====== INFORMATION

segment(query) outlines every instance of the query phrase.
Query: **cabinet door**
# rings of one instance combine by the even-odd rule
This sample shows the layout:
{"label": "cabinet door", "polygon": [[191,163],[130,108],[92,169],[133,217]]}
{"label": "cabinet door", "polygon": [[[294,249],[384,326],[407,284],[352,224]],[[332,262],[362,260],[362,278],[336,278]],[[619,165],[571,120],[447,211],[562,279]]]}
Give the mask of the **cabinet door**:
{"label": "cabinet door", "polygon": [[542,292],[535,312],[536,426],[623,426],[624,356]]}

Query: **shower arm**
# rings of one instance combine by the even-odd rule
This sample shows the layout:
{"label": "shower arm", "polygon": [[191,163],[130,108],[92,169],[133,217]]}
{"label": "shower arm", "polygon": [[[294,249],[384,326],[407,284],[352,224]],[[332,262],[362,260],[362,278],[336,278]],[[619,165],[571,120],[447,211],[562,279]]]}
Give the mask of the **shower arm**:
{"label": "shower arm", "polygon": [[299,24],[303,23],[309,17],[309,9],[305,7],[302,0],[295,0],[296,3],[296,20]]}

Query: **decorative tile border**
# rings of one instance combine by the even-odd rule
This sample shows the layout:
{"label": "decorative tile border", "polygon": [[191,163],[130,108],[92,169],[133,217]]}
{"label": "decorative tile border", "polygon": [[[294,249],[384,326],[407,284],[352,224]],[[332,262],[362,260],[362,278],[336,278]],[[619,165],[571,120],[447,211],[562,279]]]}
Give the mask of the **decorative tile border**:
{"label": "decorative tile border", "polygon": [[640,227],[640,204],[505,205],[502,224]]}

============

## WHAT YOU SHOULD DO
Produce a verbatim copy of each record above.

## REPLY TO THE EXERCISE
segment(query) outlines every instance of the query phrase.
Query: **cabinet door**
# rings of one instance combine by the even-odd rule
This sample shows the layout:
{"label": "cabinet door", "polygon": [[191,163],[130,108],[92,169],[133,217]]}
{"label": "cabinet door", "polygon": [[[294,249],[384,326],[407,284],[352,224]],[[332,262],[362,260],[362,278],[336,278]],[[619,165],[571,120],[447,211],[562,279]]]}
Give the mask of the **cabinet door**:
{"label": "cabinet door", "polygon": [[542,292],[535,312],[536,426],[623,426],[624,356]]}

Query: **shower arm**
# rings of one instance combine by the even-odd rule
This sample shows the layout:
{"label": "shower arm", "polygon": [[191,163],[130,108],[92,169],[133,217]]}
{"label": "shower arm", "polygon": [[[294,249],[384,326],[407,284],[352,224]],[[332,262],[362,260],[362,278],[336,278]],[[619,165],[571,120],[447,211],[562,279]]]}
Give the mask of the **shower arm**:
{"label": "shower arm", "polygon": [[299,24],[303,23],[309,17],[309,9],[305,7],[302,0],[295,0],[296,3],[296,20]]}

Query: **decorative tile border**
# rings of one instance combine by the even-odd rule
This sample shows the layout:
{"label": "decorative tile border", "polygon": [[191,163],[130,108],[92,169],[133,217]]}
{"label": "decorative tile border", "polygon": [[[294,249],[384,326],[407,284],[352,224]],[[332,262],[362,260],[362,278],[336,278]],[[619,165],[571,120],[447,211],[562,279]]]}
Give the mask of the **decorative tile border**:
{"label": "decorative tile border", "polygon": [[640,227],[640,204],[505,205],[502,224]]}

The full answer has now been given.